----- Material for this exercise

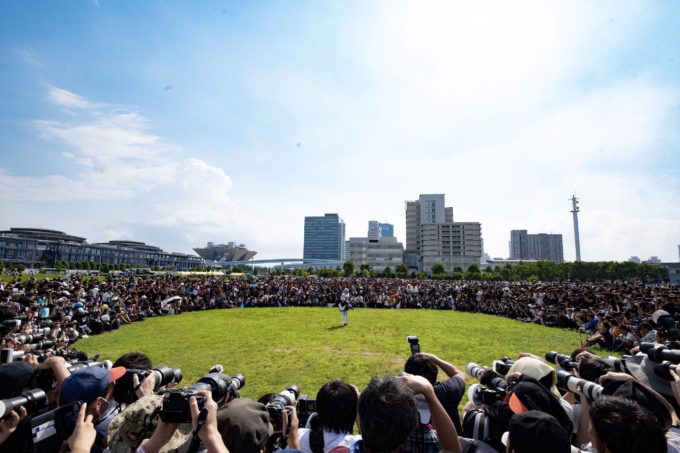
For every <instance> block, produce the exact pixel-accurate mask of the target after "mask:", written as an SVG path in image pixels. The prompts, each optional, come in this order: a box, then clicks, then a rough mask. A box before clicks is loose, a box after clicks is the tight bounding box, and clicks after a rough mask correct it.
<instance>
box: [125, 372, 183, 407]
mask: <svg viewBox="0 0 680 453" xmlns="http://www.w3.org/2000/svg"><path fill="white" fill-rule="evenodd" d="M135 375H136V376H137V378H138V379H139V383H140V384H141V383H142V382H143V381H144V380H145V379H147V378H148V377H149V376H152V375H153V379H154V392H157V391H158V389H160V388H161V387H163V386H166V385H168V384H170V383H171V382H173V381H174V382H176V383H179V382H181V381H182V370H181V369H179V368H169V367H167V366H164V365H162V366H160V367H158V368H155V369H153V370H140V369H138V368H128V369H127V371H126V372H125V374H124V375H123V377H121V378H120V379H118V380H117V381H116V383H115V384H114V386H113V398H114V399H115V400H116V401H117V402H119V403H123V404H132V403H134V402H135V401H137V394H136V393H135V390H136V389H135V386H134V385H132V382H133V380H132V379H133V377H134V376H135Z"/></svg>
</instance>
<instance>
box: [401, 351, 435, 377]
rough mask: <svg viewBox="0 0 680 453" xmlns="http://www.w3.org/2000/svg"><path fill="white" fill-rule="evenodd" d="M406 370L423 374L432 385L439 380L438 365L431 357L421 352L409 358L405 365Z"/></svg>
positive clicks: (418, 373) (424, 376)
mask: <svg viewBox="0 0 680 453" xmlns="http://www.w3.org/2000/svg"><path fill="white" fill-rule="evenodd" d="M404 371H406V372H407V373H409V374H415V375H417V376H422V377H424V378H425V379H427V380H428V381H430V384H432V385H434V384H435V383H436V382H437V365H436V364H435V363H434V361H433V360H432V359H431V358H429V357H428V356H426V355H425V354H421V353H420V352H419V353H417V354H413V355H412V356H411V357H409V358H408V360H407V361H406V364H405V365H404Z"/></svg>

----------

Work to complete:
Set down all of the entries exactly as they appear, but keep the images out.

Solution to the exercise:
For every <instance> block, produce the exact pixel-accurate mask of the target after "mask:", written as an SVG path in image pixels. The prompts, each optional, come in this order: a box, then clicks, then a rough mask. A box before clicks is loose, a box after clicks is the tight bounding box, and clicks after a rough mask correct it.
<instance>
box: [125, 372, 183, 407]
mask: <svg viewBox="0 0 680 453" xmlns="http://www.w3.org/2000/svg"><path fill="white" fill-rule="evenodd" d="M135 375H136V376H137V378H138V379H139V383H140V384H141V383H142V382H143V381H144V380H145V379H147V378H148V377H149V376H152V375H153V379H154V392H157V391H158V389H160V388H161V387H163V386H166V385H168V384H170V383H171V382H173V381H174V382H176V383H179V382H181V381H182V370H181V369H179V368H169V367H167V366H164V365H162V366H160V367H158V368H155V369H153V370H140V369H138V368H128V369H127V371H126V372H125V374H124V375H123V377H121V378H120V379H118V380H117V381H116V383H115V384H114V386H113V398H114V399H115V400H116V401H117V402H119V403H123V404H132V403H134V402H135V401H137V394H136V393H135V390H136V389H135V386H134V385H132V382H133V380H132V379H133V377H134V376H135Z"/></svg>
</instance>
<instance>
box: [401, 351, 435, 377]
rough mask: <svg viewBox="0 0 680 453" xmlns="http://www.w3.org/2000/svg"><path fill="white" fill-rule="evenodd" d="M406 370L423 374L432 385L439 380L438 365L431 357L421 352L409 358L405 365Z"/></svg>
positive clicks: (418, 373) (424, 376)
mask: <svg viewBox="0 0 680 453" xmlns="http://www.w3.org/2000/svg"><path fill="white" fill-rule="evenodd" d="M404 371H406V372H407V373H409V374H415V375H417V376H422V377H424V378H425V379H427V380H428V381H430V384H432V385H434V384H435V383H436V382H437V365H436V364H435V363H434V361H433V360H432V359H431V358H429V357H428V356H426V355H425V354H421V353H420V352H419V353H417V354H413V355H412V356H411V357H409V358H408V360H407V361H406V364H405V365H404Z"/></svg>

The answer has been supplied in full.